— PASSAGE —
The impact on society of near zero marginal cost solar and wind energy is all the more pronounced when we consider the enormous potential of these energy sources. The sun beams 470 exajoules of energy to Earth every 88 minutes — equaling the amount of energy human beings use in a year. If we could grab hold of one-tenth of 1 percent of the sun’s energy that reaches Earth, it would give us six times the energy we now use across the global economy. Like solar radiation, wind is ubiquitous and blows everywhere in the world — although its strength and frequency varies. A Stanford University study on global wind capacity concluded that if 20 percent of the world’s available wind was harvested, it would generate more than seven times more electricity than we currently use to run the entire global economy. The Internet of Things will enable businesses and prosumers to monitor their electricity usage in their buildings, optimize their energy efficiency and share surplus green electricity generated on-site with others across nations and continents.

— EXERCISE A —
According to the passage on solar and wind energy, what three things will the Internet of Things enable businesses and prosumers to do?
— EXERCISE B —
Carry on the passage on solar and wind energy, starting after its final sentence.
The rows after this passage are separate material with no connection to it.

— GIVEN DATA —

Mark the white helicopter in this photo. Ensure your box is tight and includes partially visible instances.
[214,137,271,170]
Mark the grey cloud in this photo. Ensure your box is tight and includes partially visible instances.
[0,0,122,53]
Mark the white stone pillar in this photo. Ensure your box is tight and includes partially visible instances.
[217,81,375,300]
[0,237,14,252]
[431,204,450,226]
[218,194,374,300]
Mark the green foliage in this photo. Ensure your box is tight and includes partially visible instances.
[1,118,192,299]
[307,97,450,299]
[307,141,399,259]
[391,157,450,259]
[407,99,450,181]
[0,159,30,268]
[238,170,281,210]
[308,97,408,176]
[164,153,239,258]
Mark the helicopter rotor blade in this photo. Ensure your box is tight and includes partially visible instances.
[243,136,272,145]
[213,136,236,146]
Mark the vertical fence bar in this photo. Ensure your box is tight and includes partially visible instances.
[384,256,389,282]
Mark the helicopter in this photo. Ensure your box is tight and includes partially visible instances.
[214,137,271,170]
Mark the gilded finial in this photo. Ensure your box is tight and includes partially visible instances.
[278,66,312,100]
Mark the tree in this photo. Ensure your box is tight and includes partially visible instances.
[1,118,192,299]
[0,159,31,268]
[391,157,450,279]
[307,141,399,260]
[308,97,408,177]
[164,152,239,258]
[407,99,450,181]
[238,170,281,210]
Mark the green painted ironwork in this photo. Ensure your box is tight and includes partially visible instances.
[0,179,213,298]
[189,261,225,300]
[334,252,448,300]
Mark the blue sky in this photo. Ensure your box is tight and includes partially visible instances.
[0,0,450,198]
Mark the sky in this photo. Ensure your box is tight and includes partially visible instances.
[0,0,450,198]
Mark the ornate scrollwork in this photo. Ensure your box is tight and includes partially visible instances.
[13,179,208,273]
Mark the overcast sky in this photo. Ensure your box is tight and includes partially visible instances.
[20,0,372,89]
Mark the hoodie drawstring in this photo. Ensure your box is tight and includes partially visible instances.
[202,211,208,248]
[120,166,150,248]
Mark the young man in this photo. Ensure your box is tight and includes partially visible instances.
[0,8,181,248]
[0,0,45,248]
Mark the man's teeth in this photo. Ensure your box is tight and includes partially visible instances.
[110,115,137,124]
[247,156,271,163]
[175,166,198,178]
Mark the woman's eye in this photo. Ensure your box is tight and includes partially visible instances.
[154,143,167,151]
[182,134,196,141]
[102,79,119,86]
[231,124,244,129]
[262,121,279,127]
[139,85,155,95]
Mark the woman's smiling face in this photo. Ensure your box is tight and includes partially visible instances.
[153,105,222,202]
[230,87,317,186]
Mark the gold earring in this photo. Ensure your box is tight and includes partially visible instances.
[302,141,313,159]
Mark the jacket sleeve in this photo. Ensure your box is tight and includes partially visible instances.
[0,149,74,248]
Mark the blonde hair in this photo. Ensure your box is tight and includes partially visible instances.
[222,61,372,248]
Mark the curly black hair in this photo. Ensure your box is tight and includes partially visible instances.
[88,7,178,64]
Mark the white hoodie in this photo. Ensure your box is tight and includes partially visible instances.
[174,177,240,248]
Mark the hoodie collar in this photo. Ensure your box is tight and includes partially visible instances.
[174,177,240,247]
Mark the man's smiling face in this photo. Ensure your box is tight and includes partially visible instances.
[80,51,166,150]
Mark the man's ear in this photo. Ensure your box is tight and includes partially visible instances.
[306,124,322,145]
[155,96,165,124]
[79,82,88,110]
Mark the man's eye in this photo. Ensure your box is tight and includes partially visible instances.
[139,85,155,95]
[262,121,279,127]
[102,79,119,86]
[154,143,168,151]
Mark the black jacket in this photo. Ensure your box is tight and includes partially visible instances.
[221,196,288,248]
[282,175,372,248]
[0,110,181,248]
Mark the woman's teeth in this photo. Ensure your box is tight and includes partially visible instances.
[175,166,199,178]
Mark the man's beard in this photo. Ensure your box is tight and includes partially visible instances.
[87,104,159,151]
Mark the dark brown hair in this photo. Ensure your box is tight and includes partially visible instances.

— TASK OUTPUT A —
- Monitor their electricity usage in their buildings
- Optimize their energy efficiency
- Share surplus green electricity generated on-site with others across nations and continents

— TASK OUTPUT B —
The Energy Internet is comprised of five foundational pillars, all of which have to be phased in simultaneously for the system to operate efficiently.
1. Buildings and other infrastructure will need to be refurbished and retrofitted to make them more energy-efficient so that renewable energy technologies — solar, wind, etc. — can be installed to generate power for immediate use or for delivery back to the electricity grid for compensation.
2. Ambitious targets must be set to replace fossil fuels and nuclear power with renewable energy sources. To achieve this goal, feed-in tariffs need to be introduced to encourage early adopters to transform buildings and property sites into micro power generation facilities. The feed-in tariffs guarantee a premium price above market value for renewable energies generated locally and sent back to the electricity grid.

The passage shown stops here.